-- begin Supplied information --
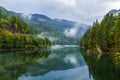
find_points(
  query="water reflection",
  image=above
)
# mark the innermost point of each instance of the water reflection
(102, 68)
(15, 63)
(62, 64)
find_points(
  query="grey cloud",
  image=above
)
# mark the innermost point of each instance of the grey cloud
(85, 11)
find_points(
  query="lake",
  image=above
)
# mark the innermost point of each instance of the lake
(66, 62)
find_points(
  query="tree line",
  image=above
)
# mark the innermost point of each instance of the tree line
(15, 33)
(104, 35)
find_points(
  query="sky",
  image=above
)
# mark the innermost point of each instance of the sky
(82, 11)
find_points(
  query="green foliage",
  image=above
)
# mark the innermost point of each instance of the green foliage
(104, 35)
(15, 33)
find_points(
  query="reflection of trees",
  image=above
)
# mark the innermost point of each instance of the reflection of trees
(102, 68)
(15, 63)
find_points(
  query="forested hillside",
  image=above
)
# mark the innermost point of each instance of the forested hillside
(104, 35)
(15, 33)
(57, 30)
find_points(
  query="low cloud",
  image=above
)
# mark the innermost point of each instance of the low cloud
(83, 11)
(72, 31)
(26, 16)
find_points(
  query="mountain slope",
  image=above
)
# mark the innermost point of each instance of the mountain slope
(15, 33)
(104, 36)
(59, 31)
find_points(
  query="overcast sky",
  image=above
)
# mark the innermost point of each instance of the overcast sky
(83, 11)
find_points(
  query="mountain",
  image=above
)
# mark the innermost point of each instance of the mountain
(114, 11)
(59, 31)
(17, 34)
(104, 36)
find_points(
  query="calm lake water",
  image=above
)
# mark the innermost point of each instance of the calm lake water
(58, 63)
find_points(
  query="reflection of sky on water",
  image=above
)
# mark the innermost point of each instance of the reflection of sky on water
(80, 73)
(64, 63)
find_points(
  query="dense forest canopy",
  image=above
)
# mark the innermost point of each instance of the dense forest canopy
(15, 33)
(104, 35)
-- end Supplied information --
■ **What to work on**: Skip the images and write out the rest of the listing exactly.

■ **Result of the exercise**:
find_points(
  query="water reflection",
  image=above
)
# mark the innermost point of each instance of the water reflection
(102, 68)
(15, 63)
(62, 64)
find_points(
  query="grey cloud",
  image=above
)
# mark the innermost point of each instance of the grey cloud
(85, 11)
find_points(
  query="lake",
  image=above
)
# mark the innermost point of each instance of the lake
(66, 62)
find_points(
  query="tree line",
  image=above
)
# mark the innermost point of each instance of the tree line
(15, 33)
(104, 35)
find_points(
  query="sky",
  image=above
)
# mark the innermost point of each instance of the sky
(82, 11)
find_points(
  query="green foliage",
  image=above
)
# mark the innermost point of each instance of the green foliage
(104, 35)
(15, 33)
find_points(
  query="reflection of trees",
  image=above
)
# mark the innermost point of each instance of the reflection of trees
(102, 68)
(15, 63)
find_points(
  query="forested hillside",
  image=above
)
# mark the innermost point of each instance of the forested hillside
(104, 35)
(15, 33)
(57, 30)
find_points(
  query="low cloud",
  image=above
)
# mark the innermost point of each instance of the low cloud
(83, 11)
(72, 31)
(26, 16)
find_points(
  query="mountain slope",
  image=above
)
# mark the innermost point of each instance of the mountain slope
(15, 33)
(104, 36)
(59, 31)
find_points(
  query="overcast sky",
  image=above
)
# mark the innermost point of each instance of the overcast sky
(83, 11)
find_points(
  query="mountain",
  image=above
)
# mark the innermost point of each instance of the mountain
(114, 11)
(59, 31)
(17, 34)
(104, 36)
find_points(
  query="calm lake water",
  image=above
)
# mark the innermost point of each instance of the calm lake water
(58, 63)
find_points(
  query="reflection of sky on water",
  image=above
)
# mark the innermost point of each instance of the reflection of sky on water
(80, 73)
(64, 63)
find_points(
  query="dense forest canopy",
  image=above
)
# mark the innermost point of each instance of the dense forest canopy
(15, 33)
(104, 35)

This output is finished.